• [Source text]
+ + + + + + +
Fig. 7. An early window of efficacy for anti-Aβ antibody revealed by disease progression modeling.

a–c Time-course comparison of 12-week-old iPSC neurons treated with a single dose of sAβ42s (solid lines) versus repeated dose of sAβ42s at the same concentration (dotted lines) at the indicated concentration. MAP2 area (a), Synapse count (b), and p-Tau 396–404 induction fold (c) were quantified. d Repeated dosing schedule of 12-week-old neuron with 0.6 μM of Aβ. Anti-Aβ antibodies dosing regimen was started at indicated time point. All cells were treated in the same plate and fixed at 21 days post first dose. MAP2 area (e), synapsin count (f), and p-Tau induction fold (g) were quantified. Anti-gD antibodies were dosed similarly as control (blue bars) along with anti-Aβ antibody (red bar). h Time-course study design of Anti-Aβ antibodies repeated dosing. sAβ42s are added at every indicated timepoints. Anti-Aβ antibodies were added at day 0 (red) as a protection model or at day 7 (green) as an intervention model. Anti-gD antibodies were used as control (blue). i Representative images from the indicated experimental treatments. Neurons were stained for dendrite marker MAP2 (red) and nuclear marker CUX2 (green) at 7DIV and 21DIV. The lower panel shows Aβ plaque staining (X04, white) and p-Tau S235 (red) staining. Quantification of MAP2 area over time (j) and plaque area (k) illustrated that the anti-Aβ intervention model is capable of slowing down neuron degeneration and plaque formation. Scale bars = 50 μm. Data are presented as mean values +/− SEM and n = 4 wells. Two-way ANOVA with Tukey’s multiple comparisons test.

Fig. 8. Anti-Aβ protects neurons by keeping Aβ soluble in supernatant and antibody effector function is not required.
+ + + + + + +
[Stored data entries]
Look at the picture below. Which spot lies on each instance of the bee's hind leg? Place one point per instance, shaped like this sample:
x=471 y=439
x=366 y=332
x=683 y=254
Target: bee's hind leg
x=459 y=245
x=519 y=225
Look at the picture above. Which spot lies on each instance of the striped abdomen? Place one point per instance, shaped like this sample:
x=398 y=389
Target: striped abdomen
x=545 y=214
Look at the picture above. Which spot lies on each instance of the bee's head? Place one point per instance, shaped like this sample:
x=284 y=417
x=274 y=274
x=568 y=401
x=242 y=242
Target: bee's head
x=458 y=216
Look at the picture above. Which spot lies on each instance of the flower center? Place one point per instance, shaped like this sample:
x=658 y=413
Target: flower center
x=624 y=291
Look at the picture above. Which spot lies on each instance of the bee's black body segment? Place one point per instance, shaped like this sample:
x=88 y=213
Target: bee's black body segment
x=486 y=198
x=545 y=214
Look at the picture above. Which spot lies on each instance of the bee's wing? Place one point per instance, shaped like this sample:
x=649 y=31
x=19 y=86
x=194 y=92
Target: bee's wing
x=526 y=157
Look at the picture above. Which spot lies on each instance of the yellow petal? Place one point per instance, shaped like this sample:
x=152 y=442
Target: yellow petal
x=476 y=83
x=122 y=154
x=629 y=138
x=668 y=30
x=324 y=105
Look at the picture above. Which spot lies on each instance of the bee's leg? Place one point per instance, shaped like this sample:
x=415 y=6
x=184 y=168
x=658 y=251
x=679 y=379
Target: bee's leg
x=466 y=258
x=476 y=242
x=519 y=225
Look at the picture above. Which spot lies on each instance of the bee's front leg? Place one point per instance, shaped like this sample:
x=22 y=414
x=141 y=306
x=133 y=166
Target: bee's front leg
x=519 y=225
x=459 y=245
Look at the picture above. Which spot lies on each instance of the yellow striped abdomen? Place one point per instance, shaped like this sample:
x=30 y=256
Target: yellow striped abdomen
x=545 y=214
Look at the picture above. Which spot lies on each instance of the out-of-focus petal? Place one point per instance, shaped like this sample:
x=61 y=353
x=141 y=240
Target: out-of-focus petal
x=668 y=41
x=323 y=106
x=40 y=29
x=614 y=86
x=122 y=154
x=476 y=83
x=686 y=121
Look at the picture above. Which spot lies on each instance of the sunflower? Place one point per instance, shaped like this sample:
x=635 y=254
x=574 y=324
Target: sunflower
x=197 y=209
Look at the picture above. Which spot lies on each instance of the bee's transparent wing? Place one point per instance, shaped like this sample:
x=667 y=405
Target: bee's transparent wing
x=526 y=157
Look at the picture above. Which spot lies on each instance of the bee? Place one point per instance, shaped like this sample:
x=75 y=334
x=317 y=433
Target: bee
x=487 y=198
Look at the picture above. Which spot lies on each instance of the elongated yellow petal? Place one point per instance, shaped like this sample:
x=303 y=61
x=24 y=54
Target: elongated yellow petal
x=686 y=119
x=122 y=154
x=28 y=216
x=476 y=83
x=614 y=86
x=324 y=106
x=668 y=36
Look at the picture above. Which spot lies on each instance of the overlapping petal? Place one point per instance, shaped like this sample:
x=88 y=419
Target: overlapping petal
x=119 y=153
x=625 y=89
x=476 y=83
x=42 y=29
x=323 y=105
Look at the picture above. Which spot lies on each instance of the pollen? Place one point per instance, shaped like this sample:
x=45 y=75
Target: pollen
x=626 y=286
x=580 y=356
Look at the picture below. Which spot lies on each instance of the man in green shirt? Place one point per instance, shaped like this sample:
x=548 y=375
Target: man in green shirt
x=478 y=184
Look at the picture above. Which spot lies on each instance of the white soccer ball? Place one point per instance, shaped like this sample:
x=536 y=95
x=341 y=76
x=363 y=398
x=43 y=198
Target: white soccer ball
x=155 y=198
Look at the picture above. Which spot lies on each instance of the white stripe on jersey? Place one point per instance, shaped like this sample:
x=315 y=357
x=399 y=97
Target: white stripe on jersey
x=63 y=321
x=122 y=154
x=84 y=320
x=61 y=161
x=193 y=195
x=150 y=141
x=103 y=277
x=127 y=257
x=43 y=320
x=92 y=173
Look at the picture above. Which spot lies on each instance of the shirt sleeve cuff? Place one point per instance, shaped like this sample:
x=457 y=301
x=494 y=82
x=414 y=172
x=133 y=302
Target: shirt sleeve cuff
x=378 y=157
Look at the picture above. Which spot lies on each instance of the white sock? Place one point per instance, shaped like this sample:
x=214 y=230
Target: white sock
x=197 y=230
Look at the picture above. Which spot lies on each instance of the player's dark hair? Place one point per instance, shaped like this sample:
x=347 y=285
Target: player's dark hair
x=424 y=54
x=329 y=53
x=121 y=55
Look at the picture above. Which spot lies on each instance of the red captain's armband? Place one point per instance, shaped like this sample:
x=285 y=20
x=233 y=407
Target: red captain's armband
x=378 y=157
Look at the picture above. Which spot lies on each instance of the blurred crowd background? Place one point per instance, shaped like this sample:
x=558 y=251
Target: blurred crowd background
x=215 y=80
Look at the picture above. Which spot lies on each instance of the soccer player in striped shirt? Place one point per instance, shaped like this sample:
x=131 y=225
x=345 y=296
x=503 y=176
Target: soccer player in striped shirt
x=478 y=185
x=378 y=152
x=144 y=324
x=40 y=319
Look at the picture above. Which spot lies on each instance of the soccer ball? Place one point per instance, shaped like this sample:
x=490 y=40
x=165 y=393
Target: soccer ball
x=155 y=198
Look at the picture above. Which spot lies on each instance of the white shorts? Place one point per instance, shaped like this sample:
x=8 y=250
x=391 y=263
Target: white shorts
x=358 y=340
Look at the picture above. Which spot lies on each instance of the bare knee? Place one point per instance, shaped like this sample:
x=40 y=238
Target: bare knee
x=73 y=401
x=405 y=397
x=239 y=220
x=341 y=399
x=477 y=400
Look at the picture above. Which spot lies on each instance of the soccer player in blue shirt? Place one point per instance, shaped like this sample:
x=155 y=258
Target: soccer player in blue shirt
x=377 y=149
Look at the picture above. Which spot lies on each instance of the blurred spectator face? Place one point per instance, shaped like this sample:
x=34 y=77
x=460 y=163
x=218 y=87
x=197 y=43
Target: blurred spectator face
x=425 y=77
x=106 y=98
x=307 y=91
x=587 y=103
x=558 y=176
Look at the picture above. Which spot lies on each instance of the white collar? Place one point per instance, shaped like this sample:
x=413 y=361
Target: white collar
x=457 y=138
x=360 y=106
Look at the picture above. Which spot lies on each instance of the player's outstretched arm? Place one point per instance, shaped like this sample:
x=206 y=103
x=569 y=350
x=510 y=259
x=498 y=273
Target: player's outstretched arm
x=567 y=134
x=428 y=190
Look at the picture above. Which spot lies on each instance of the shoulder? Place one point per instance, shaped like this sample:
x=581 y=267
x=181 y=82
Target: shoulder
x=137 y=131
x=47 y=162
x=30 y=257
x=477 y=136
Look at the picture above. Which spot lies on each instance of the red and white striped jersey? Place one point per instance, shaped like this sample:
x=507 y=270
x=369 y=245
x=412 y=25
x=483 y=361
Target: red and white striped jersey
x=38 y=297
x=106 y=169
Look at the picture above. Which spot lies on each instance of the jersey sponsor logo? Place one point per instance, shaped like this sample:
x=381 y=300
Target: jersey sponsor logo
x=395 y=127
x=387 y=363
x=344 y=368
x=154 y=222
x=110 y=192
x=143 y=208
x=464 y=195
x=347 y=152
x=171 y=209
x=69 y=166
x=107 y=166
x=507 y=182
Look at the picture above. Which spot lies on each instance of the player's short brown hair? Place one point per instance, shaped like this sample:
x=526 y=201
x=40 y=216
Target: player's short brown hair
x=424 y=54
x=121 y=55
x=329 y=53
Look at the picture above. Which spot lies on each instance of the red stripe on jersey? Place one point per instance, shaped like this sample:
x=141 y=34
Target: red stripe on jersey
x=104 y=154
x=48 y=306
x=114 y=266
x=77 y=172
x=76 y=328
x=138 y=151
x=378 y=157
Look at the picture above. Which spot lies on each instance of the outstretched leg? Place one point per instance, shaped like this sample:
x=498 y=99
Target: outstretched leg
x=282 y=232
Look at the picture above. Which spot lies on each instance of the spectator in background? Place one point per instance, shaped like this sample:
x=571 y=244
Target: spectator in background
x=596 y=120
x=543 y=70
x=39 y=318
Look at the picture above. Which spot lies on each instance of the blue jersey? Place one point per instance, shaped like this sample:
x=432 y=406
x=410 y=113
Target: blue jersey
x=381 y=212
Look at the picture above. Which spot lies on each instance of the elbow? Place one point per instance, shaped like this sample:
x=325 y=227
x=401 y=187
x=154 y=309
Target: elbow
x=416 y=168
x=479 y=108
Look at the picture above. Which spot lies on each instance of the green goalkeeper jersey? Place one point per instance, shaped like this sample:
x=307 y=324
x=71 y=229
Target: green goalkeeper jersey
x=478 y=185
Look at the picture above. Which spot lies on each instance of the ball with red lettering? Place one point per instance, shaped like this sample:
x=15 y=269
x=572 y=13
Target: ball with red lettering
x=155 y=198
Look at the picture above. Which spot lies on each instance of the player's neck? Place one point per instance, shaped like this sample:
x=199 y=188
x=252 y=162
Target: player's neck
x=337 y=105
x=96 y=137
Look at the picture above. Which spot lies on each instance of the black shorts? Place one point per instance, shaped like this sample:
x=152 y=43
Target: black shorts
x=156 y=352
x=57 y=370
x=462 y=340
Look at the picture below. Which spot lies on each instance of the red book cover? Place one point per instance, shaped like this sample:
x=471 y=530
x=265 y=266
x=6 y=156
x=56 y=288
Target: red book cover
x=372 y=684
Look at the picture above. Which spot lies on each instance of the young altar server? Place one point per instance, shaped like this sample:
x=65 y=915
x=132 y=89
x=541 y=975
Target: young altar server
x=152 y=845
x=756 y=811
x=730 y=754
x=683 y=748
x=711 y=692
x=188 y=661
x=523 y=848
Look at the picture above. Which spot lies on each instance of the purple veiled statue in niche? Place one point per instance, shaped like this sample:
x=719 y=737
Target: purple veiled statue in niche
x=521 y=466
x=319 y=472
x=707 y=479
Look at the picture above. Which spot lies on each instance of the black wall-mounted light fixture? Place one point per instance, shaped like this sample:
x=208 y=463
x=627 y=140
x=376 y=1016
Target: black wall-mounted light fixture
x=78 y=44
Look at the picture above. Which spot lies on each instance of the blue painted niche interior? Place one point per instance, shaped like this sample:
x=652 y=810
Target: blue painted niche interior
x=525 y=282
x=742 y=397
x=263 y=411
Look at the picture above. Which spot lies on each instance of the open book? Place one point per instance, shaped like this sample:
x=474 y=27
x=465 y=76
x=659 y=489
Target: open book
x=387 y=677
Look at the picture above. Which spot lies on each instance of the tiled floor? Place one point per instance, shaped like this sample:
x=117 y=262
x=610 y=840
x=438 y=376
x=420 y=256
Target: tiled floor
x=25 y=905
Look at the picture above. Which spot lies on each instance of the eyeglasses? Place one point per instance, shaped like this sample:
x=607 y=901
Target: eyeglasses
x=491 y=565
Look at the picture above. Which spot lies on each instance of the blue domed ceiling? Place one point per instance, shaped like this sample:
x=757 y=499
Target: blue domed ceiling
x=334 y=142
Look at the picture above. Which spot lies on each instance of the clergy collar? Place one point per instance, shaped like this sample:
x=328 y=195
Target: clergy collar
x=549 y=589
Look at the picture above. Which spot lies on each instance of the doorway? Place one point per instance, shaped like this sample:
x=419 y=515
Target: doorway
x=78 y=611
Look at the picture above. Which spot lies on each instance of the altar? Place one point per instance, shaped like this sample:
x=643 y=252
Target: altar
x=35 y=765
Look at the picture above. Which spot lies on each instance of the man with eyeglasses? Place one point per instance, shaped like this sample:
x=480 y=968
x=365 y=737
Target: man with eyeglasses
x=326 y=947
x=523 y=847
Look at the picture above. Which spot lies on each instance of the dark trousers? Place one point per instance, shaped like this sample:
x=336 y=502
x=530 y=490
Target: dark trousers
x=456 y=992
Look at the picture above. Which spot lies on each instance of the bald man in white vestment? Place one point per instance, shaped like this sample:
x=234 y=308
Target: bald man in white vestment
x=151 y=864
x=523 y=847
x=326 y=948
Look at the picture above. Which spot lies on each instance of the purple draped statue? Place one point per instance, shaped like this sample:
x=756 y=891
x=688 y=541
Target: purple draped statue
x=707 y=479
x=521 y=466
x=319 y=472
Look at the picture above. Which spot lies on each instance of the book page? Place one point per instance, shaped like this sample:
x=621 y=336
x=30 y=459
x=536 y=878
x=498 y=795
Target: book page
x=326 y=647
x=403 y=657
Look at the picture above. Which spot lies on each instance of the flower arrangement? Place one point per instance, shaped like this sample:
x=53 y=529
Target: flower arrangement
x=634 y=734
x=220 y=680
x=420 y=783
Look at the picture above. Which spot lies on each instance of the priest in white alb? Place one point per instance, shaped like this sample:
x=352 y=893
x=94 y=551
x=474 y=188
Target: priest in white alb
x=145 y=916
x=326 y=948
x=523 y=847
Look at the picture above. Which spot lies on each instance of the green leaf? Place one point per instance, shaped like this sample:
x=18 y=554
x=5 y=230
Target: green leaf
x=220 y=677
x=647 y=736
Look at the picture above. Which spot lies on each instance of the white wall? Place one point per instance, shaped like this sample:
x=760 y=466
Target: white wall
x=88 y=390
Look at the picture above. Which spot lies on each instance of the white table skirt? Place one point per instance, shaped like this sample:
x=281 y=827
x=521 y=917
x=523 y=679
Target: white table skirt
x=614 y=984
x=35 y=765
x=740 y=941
+ + + + + + +
• [Directions]
Answer these questions from the figure legend:
1. How old were the iPSC neurons in the time-course comparison?
2. At how many days after the first dose were all cells in the repeated dosing schedule fixed?
3. Which antibodies were used as the control?

• [Written answer]
1. 12 weeks old.
2. 21 days.
3. Anti-gD antibodies.